Genève, Stabat Mater de Pergolèse
Castellucci signe ici un spectacle fort et troublant, donnant à voir un rite quasi liturgique propice au recueillement.
Si certains pensent que le Stabat Mater de Pergolèse est empreint d’une certaine légèreté propre au XVIIIe siècle, ils devraient se précipiter à la cathédrale protestante Saint-Pierre de Genève et se rétracteront probablement totalement avec l’avant-dernière représentation de la saison du Grand Théâtre. Si l’œuvre n’a pas été conçue pour la scène, Romeo Castellucci réussit le tour de force de donner vie aux images troublantes évoquées par la séquence du bienheureux Jacopone da Todi (1230 ? -1306), auteur probable des tercets formés de deux octonaires et d’un septénaire dont la première partie, « Stabat Mater dolorosa | juxta crucem lacrimosa | dum pendebat filius », est une méditation sur la souffrance de la mère de Jésus lors de la passion et de la crucifixion de son fils, tandis que la seconde, qui commence par « Eia, Mater, fons amoris, | me sentire vim doloris | fac, ut tecum lugeam », est une invocation de l’orateur à participer à la douleur de la mère du Christ.

(Un bloc de données)
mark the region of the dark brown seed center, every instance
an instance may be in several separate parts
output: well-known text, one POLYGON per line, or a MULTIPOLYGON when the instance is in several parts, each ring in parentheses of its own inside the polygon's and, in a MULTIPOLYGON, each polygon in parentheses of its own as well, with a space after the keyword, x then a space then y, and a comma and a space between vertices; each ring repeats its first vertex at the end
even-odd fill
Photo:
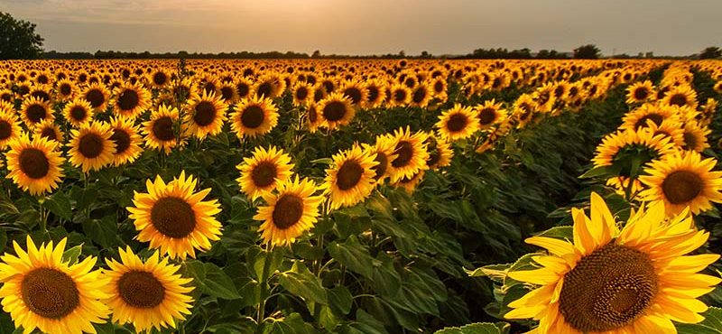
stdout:
POLYGON ((51 162, 42 151, 26 148, 20 153, 20 170, 31 179, 42 179, 51 170, 51 162))
POLYGON ((196 213, 185 200, 164 197, 153 206, 151 223, 162 235, 180 239, 188 237, 196 227, 196 213))
POLYGON ((468 119, 465 115, 454 114, 449 117, 449 121, 446 123, 446 127, 450 132, 459 132, 467 127, 467 123, 468 119))
POLYGON ((120 276, 118 294, 125 303, 139 309, 151 309, 161 304, 165 287, 151 273, 132 271, 120 276))
POLYGON ((346 116, 346 105, 341 101, 331 101, 323 107, 323 117, 331 122, 337 122, 346 116))
POLYGON ((13 135, 13 125, 5 120, 0 119, 0 140, 5 140, 13 135))
POLYGON ((704 181, 697 173, 675 171, 664 178, 662 190, 671 203, 682 204, 697 198, 704 190, 704 181))
POLYGON ((277 175, 276 165, 271 162, 263 162, 251 171, 251 179, 256 187, 268 187, 273 183, 277 175))
POLYGON ((80 304, 75 282, 56 269, 31 271, 23 278, 20 290, 25 306, 43 318, 63 318, 80 304))
POLYGON ((103 138, 96 134, 88 134, 80 138, 78 151, 84 157, 88 159, 97 158, 103 153, 105 148, 103 138))
POLYGON ((199 126, 208 126, 216 119, 216 107, 208 101, 200 101, 196 105, 196 115, 193 116, 193 121, 199 126))
POLYGON ((292 194, 282 195, 273 208, 273 225, 286 229, 295 225, 303 217, 303 199, 292 194))
POLYGON ((243 125, 250 128, 255 129, 258 126, 261 126, 264 124, 264 119, 265 119, 265 113, 264 109, 259 106, 248 106, 241 114, 241 123, 243 125))
POLYGON ((160 141, 168 142, 175 139, 173 120, 169 116, 158 118, 153 124, 153 134, 160 141))
POLYGON ((27 116, 32 123, 39 123, 45 119, 48 111, 41 105, 32 105, 28 107, 27 116))
POLYGON ((90 107, 97 108, 106 103, 106 96, 98 89, 91 89, 85 95, 85 99, 90 102, 90 107))
POLYGON ((131 110, 138 107, 138 103, 140 103, 140 97, 138 92, 133 89, 125 89, 118 97, 118 107, 121 110, 131 110))
POLYGON ((649 255, 611 243, 582 257, 564 276, 560 311, 581 332, 614 330, 643 313, 657 291, 649 255))
POLYGON ((413 145, 408 141, 401 141, 396 144, 393 153, 396 153, 396 159, 393 159, 391 165, 395 168, 406 166, 413 157, 413 145))
POLYGON ((116 143, 116 154, 121 154, 130 147, 130 135, 121 129, 113 129, 110 140, 116 143))
POLYGON ((347 190, 356 187, 358 181, 361 181, 361 176, 364 175, 364 167, 357 162, 347 160, 344 162, 338 172, 336 174, 336 184, 338 189, 347 190))

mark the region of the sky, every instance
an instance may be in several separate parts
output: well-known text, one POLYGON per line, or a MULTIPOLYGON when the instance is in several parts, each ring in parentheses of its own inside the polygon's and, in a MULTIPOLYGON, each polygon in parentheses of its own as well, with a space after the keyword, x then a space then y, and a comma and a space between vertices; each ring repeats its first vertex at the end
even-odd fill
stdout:
POLYGON ((47 51, 690 55, 722 46, 722 0, 0 0, 47 51))

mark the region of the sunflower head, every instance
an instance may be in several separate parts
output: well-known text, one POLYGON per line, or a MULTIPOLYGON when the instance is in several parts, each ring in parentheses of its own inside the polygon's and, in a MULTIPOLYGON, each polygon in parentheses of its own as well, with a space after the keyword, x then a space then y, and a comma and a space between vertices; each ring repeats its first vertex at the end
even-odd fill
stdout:
POLYGON ((276 193, 266 193, 266 206, 258 208, 254 219, 263 221, 258 231, 264 242, 272 245, 291 245, 313 227, 318 220, 322 197, 313 196, 316 184, 296 176, 278 185, 276 193))
POLYGON ((168 183, 160 176, 148 180, 148 193, 135 192, 134 207, 127 208, 139 231, 137 239, 171 258, 195 257, 196 249, 209 249, 210 241, 220 238, 221 226, 214 218, 220 206, 216 199, 202 200, 210 188, 194 192, 197 183, 185 172, 168 183))
POLYGON ((95 332, 93 323, 105 322, 110 310, 100 300, 107 298, 107 280, 100 270, 91 270, 96 258, 79 263, 62 260, 67 239, 36 246, 27 237, 27 250, 13 242, 15 255, 5 254, 0 263, 0 298, 16 327, 25 333, 95 332))

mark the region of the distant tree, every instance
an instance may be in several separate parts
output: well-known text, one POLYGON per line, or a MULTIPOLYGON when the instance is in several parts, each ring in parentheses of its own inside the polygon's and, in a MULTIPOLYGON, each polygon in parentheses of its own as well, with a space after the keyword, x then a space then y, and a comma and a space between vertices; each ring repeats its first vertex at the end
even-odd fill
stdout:
POLYGON ((35 23, 0 12, 0 60, 40 58, 42 41, 35 23))
POLYGON ((596 60, 599 58, 601 51, 597 45, 587 44, 574 49, 574 58, 583 60, 596 60))
POLYGON ((722 58, 722 49, 719 49, 716 46, 710 46, 702 50, 698 56, 700 60, 716 60, 717 58, 722 58))

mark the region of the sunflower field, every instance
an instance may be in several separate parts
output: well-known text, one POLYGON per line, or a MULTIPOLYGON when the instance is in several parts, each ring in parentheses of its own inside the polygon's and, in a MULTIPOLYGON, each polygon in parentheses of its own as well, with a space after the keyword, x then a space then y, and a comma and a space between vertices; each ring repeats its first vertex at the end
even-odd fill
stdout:
POLYGON ((0 333, 722 334, 722 61, 0 62, 0 333))

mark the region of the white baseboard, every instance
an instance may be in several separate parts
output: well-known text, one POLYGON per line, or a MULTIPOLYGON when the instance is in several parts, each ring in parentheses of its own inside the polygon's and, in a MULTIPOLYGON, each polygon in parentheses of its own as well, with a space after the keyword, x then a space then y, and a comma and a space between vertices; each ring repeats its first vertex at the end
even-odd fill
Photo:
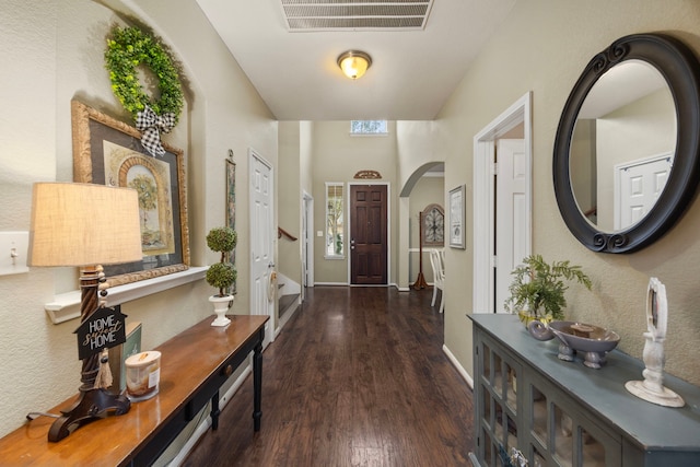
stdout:
POLYGON ((474 380, 471 378, 471 376, 469 376, 469 373, 467 373, 464 366, 462 366, 462 364, 457 361, 455 355, 450 351, 447 346, 443 345, 442 351, 445 352, 445 355, 447 355, 447 359, 450 359, 450 362, 452 362, 452 364, 454 365, 455 369, 457 369, 457 372, 462 375, 464 381, 466 381, 469 387, 474 390, 474 380))

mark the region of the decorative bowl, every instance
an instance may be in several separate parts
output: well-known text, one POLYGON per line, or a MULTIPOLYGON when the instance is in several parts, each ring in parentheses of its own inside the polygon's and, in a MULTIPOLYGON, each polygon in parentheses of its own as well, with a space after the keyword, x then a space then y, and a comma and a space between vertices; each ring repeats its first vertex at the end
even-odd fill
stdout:
POLYGON ((559 338, 559 359, 573 361, 576 351, 585 352, 584 365, 599 369, 606 363, 606 354, 615 349, 620 336, 599 326, 576 322, 551 322, 545 325, 532 322, 527 329, 537 340, 559 338))

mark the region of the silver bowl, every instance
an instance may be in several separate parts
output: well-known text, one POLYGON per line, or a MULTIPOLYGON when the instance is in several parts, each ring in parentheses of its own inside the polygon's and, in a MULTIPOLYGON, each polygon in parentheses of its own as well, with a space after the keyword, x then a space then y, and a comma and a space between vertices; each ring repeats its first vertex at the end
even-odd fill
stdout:
POLYGON ((620 341, 615 331, 576 322, 551 322, 549 325, 533 322, 527 329, 537 340, 559 338, 558 357, 561 360, 571 362, 576 351, 585 352, 583 364, 592 369, 604 365, 607 353, 620 341))

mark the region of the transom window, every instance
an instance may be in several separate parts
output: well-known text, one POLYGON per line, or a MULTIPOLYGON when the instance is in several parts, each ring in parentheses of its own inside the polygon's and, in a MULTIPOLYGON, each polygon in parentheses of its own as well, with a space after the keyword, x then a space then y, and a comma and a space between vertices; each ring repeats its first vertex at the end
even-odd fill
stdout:
POLYGON ((350 135, 386 135, 386 120, 351 120, 350 135))

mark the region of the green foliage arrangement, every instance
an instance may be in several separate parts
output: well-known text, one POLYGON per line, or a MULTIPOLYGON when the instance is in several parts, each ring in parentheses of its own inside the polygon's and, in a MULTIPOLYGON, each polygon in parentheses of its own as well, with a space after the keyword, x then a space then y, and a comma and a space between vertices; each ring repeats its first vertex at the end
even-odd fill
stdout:
POLYGON ((135 119, 148 105, 158 115, 174 114, 177 124, 183 110, 183 87, 170 51, 159 37, 138 27, 115 26, 107 39, 105 68, 109 71, 112 90, 135 119), (160 100, 151 101, 143 91, 137 73, 139 65, 158 77, 160 100))
POLYGON ((207 246, 212 252, 221 253, 221 261, 215 262, 207 270, 207 282, 219 289, 219 295, 226 295, 225 290, 236 281, 238 273, 233 264, 225 260, 226 252, 233 250, 238 242, 236 231, 231 227, 213 227, 207 234, 207 246))
POLYGON ((546 320, 563 319, 567 306, 564 291, 569 287, 565 280, 575 280, 591 290, 591 279, 568 260, 546 262, 541 255, 530 255, 512 272, 514 276, 509 291, 511 296, 505 307, 513 313, 526 311, 527 314, 546 320))

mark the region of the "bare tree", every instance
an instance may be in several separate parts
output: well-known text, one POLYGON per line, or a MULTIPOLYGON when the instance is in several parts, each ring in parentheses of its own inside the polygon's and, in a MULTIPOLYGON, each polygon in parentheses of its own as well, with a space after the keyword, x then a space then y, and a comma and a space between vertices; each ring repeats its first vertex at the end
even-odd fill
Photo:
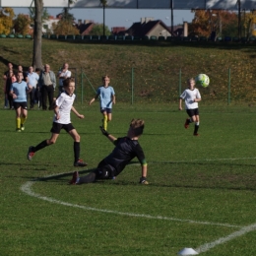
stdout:
MULTIPOLYGON (((74 4, 76 0, 68 0, 68 8, 70 4, 74 4)), ((33 51, 32 51, 32 66, 33 68, 42 68, 41 62, 41 29, 43 16, 43 1, 34 0, 34 28, 33 28, 33 51)))
POLYGON ((33 51, 32 51, 32 66, 33 68, 42 68, 41 62, 41 17, 43 14, 42 0, 34 0, 34 27, 33 27, 33 51))

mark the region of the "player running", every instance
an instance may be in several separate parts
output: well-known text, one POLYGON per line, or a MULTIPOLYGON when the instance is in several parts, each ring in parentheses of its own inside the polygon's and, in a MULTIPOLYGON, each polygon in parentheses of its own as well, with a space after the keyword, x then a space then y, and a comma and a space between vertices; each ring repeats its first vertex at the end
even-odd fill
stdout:
POLYGON ((184 127, 187 129, 190 123, 195 122, 194 136, 199 136, 199 110, 198 102, 201 101, 199 90, 195 88, 195 80, 187 80, 188 88, 181 94, 179 98, 179 110, 182 110, 182 99, 185 99, 186 111, 189 118, 186 119, 184 127))
POLYGON ((99 128, 102 134, 115 145, 114 150, 98 163, 96 170, 88 175, 79 177, 78 171, 75 171, 70 184, 91 183, 97 179, 115 179, 125 166, 137 157, 142 170, 140 183, 147 185, 147 161, 138 142, 140 136, 143 134, 144 120, 133 119, 130 123, 127 136, 118 139, 106 132, 101 126, 99 128))
POLYGON ((28 152, 28 160, 31 160, 34 156, 34 153, 42 150, 43 148, 54 144, 60 134, 61 129, 64 129, 74 140, 74 166, 86 166, 87 163, 80 160, 80 135, 78 134, 75 127, 72 125, 70 120, 70 111, 72 110, 79 118, 83 119, 85 116, 80 114, 75 107, 73 106, 73 102, 75 100, 76 96, 75 92, 75 79, 67 78, 63 81, 64 93, 60 95, 60 96, 55 101, 54 106, 54 118, 53 124, 51 128, 51 138, 48 140, 44 140, 39 143, 37 146, 29 148, 28 152))

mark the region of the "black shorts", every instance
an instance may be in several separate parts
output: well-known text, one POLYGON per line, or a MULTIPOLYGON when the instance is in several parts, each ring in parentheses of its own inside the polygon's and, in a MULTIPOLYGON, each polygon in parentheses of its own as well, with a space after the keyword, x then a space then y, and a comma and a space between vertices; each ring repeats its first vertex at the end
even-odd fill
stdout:
POLYGON ((187 114, 189 117, 192 117, 193 115, 199 115, 199 109, 198 108, 187 109, 187 114))
POLYGON ((96 169, 96 179, 114 179, 114 168, 107 164, 103 160, 98 163, 96 169))
POLYGON ((100 112, 101 113, 107 112, 109 114, 109 113, 112 113, 112 108, 100 107, 100 112))
POLYGON ((75 129, 75 127, 72 125, 72 123, 62 124, 53 122, 50 132, 59 134, 61 129, 64 129, 67 133, 69 133, 71 130, 75 129))
POLYGON ((14 102, 14 109, 18 109, 19 107, 22 107, 23 109, 28 109, 27 102, 14 102))

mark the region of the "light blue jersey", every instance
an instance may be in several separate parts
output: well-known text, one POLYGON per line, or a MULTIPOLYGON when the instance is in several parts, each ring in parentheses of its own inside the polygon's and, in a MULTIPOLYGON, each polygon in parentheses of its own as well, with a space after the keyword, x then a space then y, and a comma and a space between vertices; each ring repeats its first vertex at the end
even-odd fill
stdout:
POLYGON ((10 91, 13 91, 17 96, 17 98, 14 98, 14 102, 27 102, 27 90, 29 90, 29 88, 25 81, 13 83, 10 91))
POLYGON ((31 85, 32 88, 36 88, 37 82, 39 80, 39 76, 37 73, 28 73, 29 82, 28 84, 31 85))
POLYGON ((99 87, 96 94, 100 98, 100 108, 112 108, 112 96, 114 96, 114 89, 112 87, 99 87))

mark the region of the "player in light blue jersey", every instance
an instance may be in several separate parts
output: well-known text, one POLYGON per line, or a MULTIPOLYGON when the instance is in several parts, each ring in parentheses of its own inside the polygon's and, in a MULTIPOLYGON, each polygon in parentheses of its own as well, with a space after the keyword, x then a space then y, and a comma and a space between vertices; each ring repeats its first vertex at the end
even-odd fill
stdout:
POLYGON ((23 72, 17 74, 17 82, 13 83, 10 89, 10 96, 14 99, 16 110, 16 131, 21 132, 25 129, 24 123, 28 118, 27 94, 32 91, 32 86, 23 81, 23 72))
POLYGON ((107 123, 112 120, 112 104, 115 104, 114 89, 109 86, 110 78, 108 76, 102 77, 103 85, 97 88, 96 95, 91 99, 91 105, 98 96, 100 99, 100 112, 103 115, 102 127, 107 130, 107 123))

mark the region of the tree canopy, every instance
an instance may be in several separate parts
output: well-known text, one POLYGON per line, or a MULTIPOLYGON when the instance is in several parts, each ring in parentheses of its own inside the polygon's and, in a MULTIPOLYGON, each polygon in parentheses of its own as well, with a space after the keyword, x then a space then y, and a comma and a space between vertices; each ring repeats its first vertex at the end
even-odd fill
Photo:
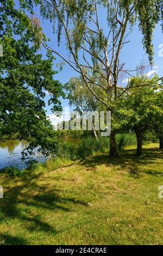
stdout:
MULTIPOLYGON (((35 1, 37 3, 37 1, 35 1)), ((26 14, 32 13, 30 1, 1 2, 0 44, 0 138, 4 136, 30 141, 28 150, 39 147, 47 154, 55 150, 52 126, 45 110, 46 92, 49 95, 52 111, 61 111, 59 97, 62 85, 55 81, 55 58, 47 51, 46 58, 39 54, 39 36, 43 36, 36 21, 26 14), (16 8, 17 7, 17 9, 16 8)))

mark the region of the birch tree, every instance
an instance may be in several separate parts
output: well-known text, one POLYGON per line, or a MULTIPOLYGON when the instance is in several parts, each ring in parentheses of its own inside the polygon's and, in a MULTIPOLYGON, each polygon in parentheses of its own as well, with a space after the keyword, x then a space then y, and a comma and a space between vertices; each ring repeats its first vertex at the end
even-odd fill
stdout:
MULTIPOLYGON (((133 76, 135 70, 127 70, 121 52, 129 42, 128 36, 138 22, 143 35, 142 45, 153 64, 152 36, 156 24, 162 20, 162 0, 43 0, 41 14, 53 23, 59 46, 67 50, 64 55, 42 40, 44 46, 58 55, 79 75, 92 95, 111 111, 128 90, 119 83, 122 74, 133 76), (84 69, 83 68, 84 68, 84 69), (90 78, 85 72, 90 69, 90 78), (99 82, 99 81, 103 81, 99 82), (90 85, 93 85, 92 87, 90 85), (96 93, 101 88, 103 93, 96 93), (120 90, 121 93, 120 93, 120 90)), ((138 67, 137 69, 141 68, 138 67)), ((110 139, 110 156, 118 156, 114 123, 110 139)))

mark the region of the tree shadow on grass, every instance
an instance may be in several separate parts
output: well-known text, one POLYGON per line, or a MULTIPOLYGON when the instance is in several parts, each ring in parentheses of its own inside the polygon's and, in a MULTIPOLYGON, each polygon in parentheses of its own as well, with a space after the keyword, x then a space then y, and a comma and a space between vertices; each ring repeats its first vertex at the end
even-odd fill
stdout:
MULTIPOLYGON (((135 149, 125 150, 121 153, 120 157, 110 158, 108 154, 95 155, 91 157, 81 160, 79 164, 87 167, 87 170, 95 170, 97 169, 97 166, 104 164, 105 166, 120 167, 122 170, 128 169, 131 176, 135 178, 140 177, 142 172, 141 166, 146 166, 152 164, 157 164, 157 166, 161 166, 163 159, 163 151, 155 148, 143 149, 142 156, 139 157, 135 155, 135 149)), ((156 170, 148 170, 143 171, 146 174, 156 176, 163 175, 162 171, 156 170)))
MULTIPOLYGON (((54 225, 49 224, 51 219, 48 220, 48 218, 45 221, 45 216, 42 215, 44 210, 52 210, 54 214, 57 211, 68 212, 71 211, 70 203, 87 206, 84 202, 73 198, 61 197, 59 192, 62 191, 51 188, 48 184, 38 185, 35 181, 41 175, 23 178, 21 185, 9 186, 4 193, 3 200, 0 201, 0 223, 5 223, 7 219, 9 220, 9 223, 12 220, 16 222, 18 221, 21 227, 24 225, 26 230, 30 232, 43 231, 55 235, 57 230, 55 223, 54 225), (34 209, 34 211, 32 209, 34 209)), ((46 214, 48 216, 48 211, 46 214)), ((17 228, 16 225, 16 228, 17 228)), ((3 235, 1 234, 6 244, 28 243, 25 239, 8 235, 8 232, 7 228, 6 234, 4 232, 3 235)))
POLYGON ((28 241, 23 237, 19 237, 7 234, 0 233, 0 245, 23 245, 27 244, 28 241))

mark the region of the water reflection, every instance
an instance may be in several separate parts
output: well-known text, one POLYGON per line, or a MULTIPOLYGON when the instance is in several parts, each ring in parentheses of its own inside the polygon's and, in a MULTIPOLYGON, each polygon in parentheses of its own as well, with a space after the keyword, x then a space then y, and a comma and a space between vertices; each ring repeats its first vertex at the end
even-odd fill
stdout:
POLYGON ((0 168, 14 164, 20 168, 23 168, 21 161, 21 151, 28 147, 26 141, 9 139, 0 142, 0 168))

Consigne:
Pourriez-vous reprendre le passage sur le Stabat Mater de Pergolèse de « Genève, Stabat Mater » à « propice au recueillement. » en changeant « recueillement » en « silence » ?

Solution rédigée:
Genève, Stabat Mater de Pergolèse
Castellucci signe ici un spectacle fort et troublant, donnant à voir un rite quasi liturgique propice au silence.